Required work
From the passage on shutting down threads, return the stretch from "Recommendation: Think about" through "than you think." word for word.

Quoted text
For example, imagine a system with a parent thread that spawns several child threads and then waits for them all to finish before it releases its resources and shuts down. What if one of the spawned threads is deadlocked? The parent will wait forever, and the system will never shut down.
Or consider a similar system that has been instructed to shut down. The parent tells all the spawned children to abandon their tasks and finish. But what if two of the children were operating as a producer/consumer pair. Suppose the producer receives the signal from the parent and quickly shuts down. The consumer might have been expecting a message from the producer and be blocked in a state where it cannot receive the shutdown signal. It could get stuck waiting for the producer and never finish, preventing the parent from finishing as well.
Situations like this are not at all uncommon. So if you must write concurrent code that involves shutting down gracefully, expect to spend much of your time getting the shutdown to happen correctly.
Recommendation: Think about shut-down early and get it working early. Its going to take longer than you expect. Review existing algorithms because this is probably harder than you think.

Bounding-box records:
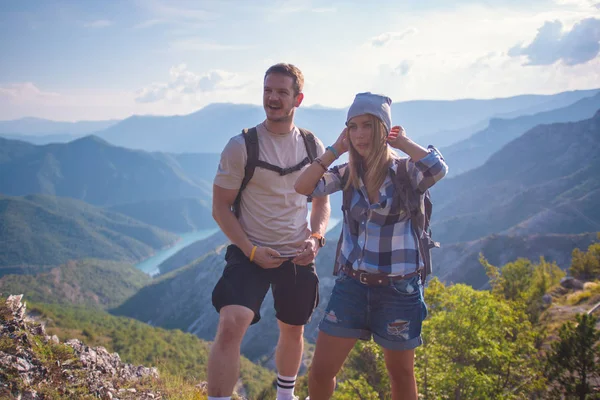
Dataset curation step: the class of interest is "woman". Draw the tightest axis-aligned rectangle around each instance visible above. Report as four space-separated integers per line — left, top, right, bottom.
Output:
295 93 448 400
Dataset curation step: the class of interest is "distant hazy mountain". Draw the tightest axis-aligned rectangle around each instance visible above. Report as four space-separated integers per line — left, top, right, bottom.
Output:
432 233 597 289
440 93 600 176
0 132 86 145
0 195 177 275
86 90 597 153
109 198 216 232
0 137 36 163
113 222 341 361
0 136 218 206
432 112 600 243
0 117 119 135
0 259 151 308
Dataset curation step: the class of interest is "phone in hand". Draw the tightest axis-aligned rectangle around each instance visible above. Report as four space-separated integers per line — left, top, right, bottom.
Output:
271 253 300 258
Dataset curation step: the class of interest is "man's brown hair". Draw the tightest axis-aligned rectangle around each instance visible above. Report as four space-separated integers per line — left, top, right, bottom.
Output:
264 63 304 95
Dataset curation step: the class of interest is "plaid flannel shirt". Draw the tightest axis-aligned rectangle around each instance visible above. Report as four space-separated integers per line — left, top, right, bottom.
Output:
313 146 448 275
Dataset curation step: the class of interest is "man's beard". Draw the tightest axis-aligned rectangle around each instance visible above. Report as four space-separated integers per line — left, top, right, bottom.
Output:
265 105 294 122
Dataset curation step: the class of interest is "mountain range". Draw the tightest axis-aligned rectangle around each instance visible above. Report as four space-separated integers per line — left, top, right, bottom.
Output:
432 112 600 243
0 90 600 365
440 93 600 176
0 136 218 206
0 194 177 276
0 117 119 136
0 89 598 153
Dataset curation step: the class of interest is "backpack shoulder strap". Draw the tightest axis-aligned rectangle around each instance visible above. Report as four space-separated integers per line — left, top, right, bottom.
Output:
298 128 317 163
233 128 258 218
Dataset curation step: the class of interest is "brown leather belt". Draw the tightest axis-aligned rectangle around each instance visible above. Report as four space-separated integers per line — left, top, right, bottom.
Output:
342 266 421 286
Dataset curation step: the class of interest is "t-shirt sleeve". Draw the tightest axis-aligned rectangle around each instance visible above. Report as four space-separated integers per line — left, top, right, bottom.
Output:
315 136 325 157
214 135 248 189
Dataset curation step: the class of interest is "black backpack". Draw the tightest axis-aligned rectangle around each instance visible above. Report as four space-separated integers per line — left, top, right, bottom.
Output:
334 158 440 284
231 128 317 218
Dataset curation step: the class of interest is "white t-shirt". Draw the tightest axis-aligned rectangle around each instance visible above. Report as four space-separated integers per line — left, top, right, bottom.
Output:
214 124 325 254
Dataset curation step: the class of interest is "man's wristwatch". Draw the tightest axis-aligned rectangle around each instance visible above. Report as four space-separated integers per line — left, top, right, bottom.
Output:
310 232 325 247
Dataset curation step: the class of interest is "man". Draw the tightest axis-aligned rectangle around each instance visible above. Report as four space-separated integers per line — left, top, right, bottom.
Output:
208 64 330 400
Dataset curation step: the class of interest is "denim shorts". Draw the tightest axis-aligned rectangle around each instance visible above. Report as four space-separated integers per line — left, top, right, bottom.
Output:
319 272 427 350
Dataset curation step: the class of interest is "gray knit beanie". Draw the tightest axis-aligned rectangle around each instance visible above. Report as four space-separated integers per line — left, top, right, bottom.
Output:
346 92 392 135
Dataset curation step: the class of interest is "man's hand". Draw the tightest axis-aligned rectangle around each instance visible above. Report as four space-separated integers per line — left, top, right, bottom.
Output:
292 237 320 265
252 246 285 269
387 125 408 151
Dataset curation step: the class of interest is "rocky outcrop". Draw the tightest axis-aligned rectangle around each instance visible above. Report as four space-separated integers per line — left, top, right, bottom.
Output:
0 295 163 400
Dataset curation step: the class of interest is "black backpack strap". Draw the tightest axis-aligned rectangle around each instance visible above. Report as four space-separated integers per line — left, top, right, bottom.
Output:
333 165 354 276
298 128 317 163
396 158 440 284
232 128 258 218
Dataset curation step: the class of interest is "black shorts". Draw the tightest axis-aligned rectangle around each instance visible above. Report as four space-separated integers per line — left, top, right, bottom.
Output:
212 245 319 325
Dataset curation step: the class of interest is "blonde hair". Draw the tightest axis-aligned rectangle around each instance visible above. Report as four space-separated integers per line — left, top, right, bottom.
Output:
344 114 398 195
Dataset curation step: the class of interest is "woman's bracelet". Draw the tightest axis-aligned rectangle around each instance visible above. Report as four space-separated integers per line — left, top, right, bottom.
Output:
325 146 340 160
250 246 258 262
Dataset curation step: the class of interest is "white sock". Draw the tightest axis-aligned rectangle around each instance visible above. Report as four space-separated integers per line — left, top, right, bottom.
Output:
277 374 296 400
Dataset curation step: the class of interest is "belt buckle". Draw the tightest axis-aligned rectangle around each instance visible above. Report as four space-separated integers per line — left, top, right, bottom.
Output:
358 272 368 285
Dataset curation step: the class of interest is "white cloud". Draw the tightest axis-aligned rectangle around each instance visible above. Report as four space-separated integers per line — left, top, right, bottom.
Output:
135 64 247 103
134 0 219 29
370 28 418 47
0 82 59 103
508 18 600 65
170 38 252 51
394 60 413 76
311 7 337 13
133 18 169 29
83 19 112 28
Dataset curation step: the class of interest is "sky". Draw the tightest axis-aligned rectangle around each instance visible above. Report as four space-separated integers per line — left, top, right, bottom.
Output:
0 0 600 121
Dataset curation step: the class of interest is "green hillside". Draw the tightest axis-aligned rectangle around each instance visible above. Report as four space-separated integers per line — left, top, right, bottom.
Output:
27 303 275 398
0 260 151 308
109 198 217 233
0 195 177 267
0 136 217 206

Written solution
Recommendation: Think about shut-down early and get it working early. Its going to take longer than you expect. Review existing algorithms because this is probably harder than you think.